*** SELECTED EXTRACT ***
Young men with conduct disorders are more likely to carry guns
CHICAGO – The likelihood of carrying a concealed gun appears to be linked with conduct disorder (CD) in young men, according to an article in the February issue of The Archives of Pediatrics & Adolescent Medicine, one of the JAMA/Archives journals.
Conduct disorder is a psychiatric diagnosis defined as "a repetitive and persistent pattern of behavior in which the basic rights of others and major age-appropriate societal norms or rules are violated," according to the article. Using weapons is also a symptom of CD, but little is known about how many boys with CD illegally carry concealed guns before the age of 18 and to what extent their gun carrying is associated with violence or crime.
Rolf Loeber, Ph.D., of the University of Pittsburgh, and colleagues investigated the relationship between carrying a concealed gun and CD in young men, and how gun carrying is associated with crime in adulthood.
The researchers studied 177 boys, many with behavioral disorders including CD, who were first interviewed in 1987 when they were between the ages of 7 and 12 years. The boys were interviewed annually until the age of 19. Participants were 29.9 percent African American and 70.1 percent white.
The researchers found one in five participants between then ages of 12 and 17 years carried a concealed gun, and the prevalence of gun carrying increased with age. More than half (61.1 percent) reported carrying a gun for one year only. The researchers also found that adult crime was best predicted by gun carrying, CD and (lack of) parental monitoring. Gun carrying also predicted drug charges, but not violence or property offenses.
"Of all psychiatric diagnoses, only CD was positively associated with gun carrying. This specific link probably rests on the association between delinquent-type symptoms of CD, reflecting a delinquent lifestyle, and gun carrying," write the authors. "Conduct disorder, even when controlling for self-reported violent behavior, maternal psychopathy [being diagnosed with a psychiatric disorder], victimization, and [lack of] parental monitoring, increased the risk of gun carrying by a factor of five."
The authors conclude: "Even though the carrying of handguns by juveniles is prohibited, young men with symptoms of CD are more likely to carry guns than young men without CD."
*** End of SELECTED EXTRACT ***
◆ EXERCISE GOAL:
Set down the part of the article on conduct disorder and gun carrying starting with "The researchers found" and going on through "or property offenses.", word for word. The rows have no connection to the article on conduct disorder and gun carrying.
*** SOURCE DATA ***
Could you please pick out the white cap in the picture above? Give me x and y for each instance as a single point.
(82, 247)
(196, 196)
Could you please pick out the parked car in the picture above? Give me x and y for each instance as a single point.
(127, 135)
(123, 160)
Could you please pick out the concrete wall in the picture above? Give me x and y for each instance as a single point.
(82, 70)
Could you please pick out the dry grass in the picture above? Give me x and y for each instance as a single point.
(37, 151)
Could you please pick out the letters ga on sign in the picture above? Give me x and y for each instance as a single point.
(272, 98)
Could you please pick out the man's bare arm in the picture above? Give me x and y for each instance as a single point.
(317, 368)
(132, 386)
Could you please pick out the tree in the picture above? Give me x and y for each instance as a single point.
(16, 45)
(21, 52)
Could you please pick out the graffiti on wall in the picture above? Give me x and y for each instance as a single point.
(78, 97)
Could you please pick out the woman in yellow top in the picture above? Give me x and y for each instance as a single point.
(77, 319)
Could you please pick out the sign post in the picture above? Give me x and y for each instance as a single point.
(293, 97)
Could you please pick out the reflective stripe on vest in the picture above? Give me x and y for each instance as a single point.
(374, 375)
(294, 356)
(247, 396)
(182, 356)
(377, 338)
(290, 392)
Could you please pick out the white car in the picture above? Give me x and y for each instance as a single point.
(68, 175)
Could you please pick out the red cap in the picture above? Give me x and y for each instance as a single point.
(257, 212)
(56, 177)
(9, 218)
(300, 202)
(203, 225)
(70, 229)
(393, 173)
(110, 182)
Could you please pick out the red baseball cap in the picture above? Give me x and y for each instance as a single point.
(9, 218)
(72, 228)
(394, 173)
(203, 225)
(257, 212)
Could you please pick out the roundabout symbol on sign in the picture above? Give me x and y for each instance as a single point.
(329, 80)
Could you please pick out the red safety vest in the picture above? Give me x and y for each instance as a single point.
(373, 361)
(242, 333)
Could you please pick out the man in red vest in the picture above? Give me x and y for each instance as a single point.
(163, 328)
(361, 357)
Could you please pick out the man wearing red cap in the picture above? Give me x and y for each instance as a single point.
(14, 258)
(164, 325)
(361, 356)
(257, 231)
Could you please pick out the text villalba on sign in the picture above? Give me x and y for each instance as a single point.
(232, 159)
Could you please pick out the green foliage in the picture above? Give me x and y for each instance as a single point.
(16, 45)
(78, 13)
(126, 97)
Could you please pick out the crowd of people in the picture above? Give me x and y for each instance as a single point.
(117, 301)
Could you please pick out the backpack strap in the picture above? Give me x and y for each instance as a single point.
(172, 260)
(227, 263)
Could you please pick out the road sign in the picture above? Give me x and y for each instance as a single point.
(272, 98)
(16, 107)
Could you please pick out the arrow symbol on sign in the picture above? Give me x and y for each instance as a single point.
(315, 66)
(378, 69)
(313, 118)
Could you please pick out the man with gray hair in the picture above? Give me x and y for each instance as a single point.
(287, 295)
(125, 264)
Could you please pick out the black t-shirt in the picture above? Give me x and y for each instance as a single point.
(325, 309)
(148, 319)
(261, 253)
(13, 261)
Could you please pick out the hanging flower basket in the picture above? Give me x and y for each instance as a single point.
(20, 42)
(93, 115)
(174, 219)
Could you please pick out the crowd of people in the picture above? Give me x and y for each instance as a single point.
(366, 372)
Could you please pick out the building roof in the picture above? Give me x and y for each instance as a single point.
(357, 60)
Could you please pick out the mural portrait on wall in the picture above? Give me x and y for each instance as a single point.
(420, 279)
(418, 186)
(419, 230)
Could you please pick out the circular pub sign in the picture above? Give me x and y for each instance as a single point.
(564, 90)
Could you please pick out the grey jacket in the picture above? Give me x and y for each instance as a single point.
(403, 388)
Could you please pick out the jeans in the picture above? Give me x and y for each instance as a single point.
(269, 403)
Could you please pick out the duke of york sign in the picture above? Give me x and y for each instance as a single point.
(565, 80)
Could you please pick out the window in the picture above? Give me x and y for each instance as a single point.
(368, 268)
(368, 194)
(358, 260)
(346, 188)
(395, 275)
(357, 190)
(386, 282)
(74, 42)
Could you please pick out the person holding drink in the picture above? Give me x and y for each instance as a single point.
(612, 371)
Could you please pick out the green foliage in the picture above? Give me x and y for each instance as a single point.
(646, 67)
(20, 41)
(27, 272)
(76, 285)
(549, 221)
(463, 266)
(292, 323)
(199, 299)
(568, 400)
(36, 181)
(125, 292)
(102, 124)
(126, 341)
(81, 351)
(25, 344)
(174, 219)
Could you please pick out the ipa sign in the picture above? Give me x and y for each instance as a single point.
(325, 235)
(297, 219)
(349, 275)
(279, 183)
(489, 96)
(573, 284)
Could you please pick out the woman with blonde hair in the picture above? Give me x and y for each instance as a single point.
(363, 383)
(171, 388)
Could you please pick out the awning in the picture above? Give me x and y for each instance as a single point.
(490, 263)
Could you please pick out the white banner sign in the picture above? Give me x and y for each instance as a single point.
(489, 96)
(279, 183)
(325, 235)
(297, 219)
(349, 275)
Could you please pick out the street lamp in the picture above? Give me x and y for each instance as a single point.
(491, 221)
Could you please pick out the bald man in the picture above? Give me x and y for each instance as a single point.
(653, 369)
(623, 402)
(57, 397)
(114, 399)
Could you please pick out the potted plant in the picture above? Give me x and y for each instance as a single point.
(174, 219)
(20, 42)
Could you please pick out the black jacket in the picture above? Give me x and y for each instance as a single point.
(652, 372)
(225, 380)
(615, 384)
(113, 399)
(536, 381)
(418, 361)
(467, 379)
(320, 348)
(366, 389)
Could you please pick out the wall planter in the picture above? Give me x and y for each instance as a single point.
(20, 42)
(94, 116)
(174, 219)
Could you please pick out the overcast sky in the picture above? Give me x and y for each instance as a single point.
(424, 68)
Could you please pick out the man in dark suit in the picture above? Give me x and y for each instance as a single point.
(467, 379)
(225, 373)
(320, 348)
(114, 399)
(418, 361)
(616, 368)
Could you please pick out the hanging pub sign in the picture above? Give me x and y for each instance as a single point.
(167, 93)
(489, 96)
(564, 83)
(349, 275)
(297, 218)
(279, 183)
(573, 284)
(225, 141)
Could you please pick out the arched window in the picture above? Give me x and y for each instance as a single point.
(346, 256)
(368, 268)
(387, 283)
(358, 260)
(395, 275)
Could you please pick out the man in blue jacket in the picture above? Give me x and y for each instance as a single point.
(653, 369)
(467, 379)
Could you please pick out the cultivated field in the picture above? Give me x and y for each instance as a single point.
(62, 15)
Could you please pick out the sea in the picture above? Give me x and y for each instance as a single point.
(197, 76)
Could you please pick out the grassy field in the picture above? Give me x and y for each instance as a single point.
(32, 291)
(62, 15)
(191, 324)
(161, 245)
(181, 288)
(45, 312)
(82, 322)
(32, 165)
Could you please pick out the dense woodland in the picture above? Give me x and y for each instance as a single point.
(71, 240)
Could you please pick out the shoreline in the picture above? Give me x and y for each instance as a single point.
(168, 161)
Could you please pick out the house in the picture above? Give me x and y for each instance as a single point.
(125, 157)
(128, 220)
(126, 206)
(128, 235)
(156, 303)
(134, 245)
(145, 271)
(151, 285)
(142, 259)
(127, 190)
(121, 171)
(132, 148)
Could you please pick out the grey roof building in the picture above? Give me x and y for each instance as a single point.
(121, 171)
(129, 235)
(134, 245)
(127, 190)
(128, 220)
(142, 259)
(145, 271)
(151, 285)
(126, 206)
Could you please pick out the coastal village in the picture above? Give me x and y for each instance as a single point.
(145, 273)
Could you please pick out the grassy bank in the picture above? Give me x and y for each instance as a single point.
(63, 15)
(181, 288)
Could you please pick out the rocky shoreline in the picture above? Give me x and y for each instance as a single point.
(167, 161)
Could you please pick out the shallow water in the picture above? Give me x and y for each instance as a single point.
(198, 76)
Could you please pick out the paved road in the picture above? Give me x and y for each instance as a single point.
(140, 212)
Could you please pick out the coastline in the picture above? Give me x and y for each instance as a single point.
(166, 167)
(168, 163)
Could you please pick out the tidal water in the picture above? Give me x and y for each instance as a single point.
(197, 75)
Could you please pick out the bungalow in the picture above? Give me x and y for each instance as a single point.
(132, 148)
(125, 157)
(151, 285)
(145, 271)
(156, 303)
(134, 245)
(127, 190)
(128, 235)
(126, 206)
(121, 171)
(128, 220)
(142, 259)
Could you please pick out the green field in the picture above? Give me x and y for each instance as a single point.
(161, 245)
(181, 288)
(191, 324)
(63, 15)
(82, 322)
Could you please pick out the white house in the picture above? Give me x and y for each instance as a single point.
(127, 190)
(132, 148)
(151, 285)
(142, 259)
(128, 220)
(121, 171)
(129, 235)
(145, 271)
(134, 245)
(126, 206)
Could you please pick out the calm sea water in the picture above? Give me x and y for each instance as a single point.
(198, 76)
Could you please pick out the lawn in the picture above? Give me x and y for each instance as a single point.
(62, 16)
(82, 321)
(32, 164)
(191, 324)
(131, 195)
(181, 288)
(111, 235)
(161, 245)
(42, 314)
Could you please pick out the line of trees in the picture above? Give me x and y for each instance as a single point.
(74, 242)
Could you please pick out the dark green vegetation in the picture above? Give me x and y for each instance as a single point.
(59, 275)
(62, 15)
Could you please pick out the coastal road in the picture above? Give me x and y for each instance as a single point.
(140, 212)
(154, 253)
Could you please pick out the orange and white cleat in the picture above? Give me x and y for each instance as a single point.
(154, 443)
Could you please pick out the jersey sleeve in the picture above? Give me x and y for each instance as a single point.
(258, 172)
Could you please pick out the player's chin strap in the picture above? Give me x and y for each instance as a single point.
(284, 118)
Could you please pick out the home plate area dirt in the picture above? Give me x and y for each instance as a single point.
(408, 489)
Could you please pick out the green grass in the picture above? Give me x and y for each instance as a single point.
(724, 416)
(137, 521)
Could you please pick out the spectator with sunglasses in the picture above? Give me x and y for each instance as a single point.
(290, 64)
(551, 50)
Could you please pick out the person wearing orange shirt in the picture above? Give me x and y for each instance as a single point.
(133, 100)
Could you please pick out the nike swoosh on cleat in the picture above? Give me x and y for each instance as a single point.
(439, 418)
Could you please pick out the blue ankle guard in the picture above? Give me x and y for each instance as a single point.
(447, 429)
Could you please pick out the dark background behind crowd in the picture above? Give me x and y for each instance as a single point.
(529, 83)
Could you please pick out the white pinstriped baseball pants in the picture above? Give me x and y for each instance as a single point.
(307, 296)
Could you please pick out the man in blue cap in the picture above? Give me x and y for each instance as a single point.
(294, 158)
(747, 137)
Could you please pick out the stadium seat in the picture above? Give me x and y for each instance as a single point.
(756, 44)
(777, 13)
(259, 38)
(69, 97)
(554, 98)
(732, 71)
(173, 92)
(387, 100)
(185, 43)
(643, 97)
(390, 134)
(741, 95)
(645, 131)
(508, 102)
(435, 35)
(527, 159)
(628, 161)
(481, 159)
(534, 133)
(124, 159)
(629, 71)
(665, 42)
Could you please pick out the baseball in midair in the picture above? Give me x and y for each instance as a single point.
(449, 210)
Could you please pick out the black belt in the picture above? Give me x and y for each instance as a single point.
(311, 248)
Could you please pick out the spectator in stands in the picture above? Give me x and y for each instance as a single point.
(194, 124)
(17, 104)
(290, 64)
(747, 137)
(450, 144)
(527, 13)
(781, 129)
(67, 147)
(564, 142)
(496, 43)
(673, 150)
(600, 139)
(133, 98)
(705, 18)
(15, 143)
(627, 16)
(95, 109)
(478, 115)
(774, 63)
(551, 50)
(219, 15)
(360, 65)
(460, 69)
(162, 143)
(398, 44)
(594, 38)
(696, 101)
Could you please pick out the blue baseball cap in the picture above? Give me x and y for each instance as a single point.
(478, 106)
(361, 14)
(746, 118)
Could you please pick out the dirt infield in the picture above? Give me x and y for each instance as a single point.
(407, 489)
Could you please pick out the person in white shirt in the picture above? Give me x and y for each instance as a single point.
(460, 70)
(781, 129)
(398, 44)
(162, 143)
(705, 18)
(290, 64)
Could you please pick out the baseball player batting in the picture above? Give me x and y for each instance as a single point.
*** End of SOURCE DATA ***
◆ ANSWER:
The researchers found one in five participants between then ages of 12 and 17 years carried a concealed gun, and the prevalence of gun carrying increased with age. More than half (61.1 percent) reported carrying a gun for one year only. The researchers also found that adult crime was best predicted by gun carrying, CD and (lack of) parental monitoring. Gun carrying also predicted drug charges, but not violence or property offenses.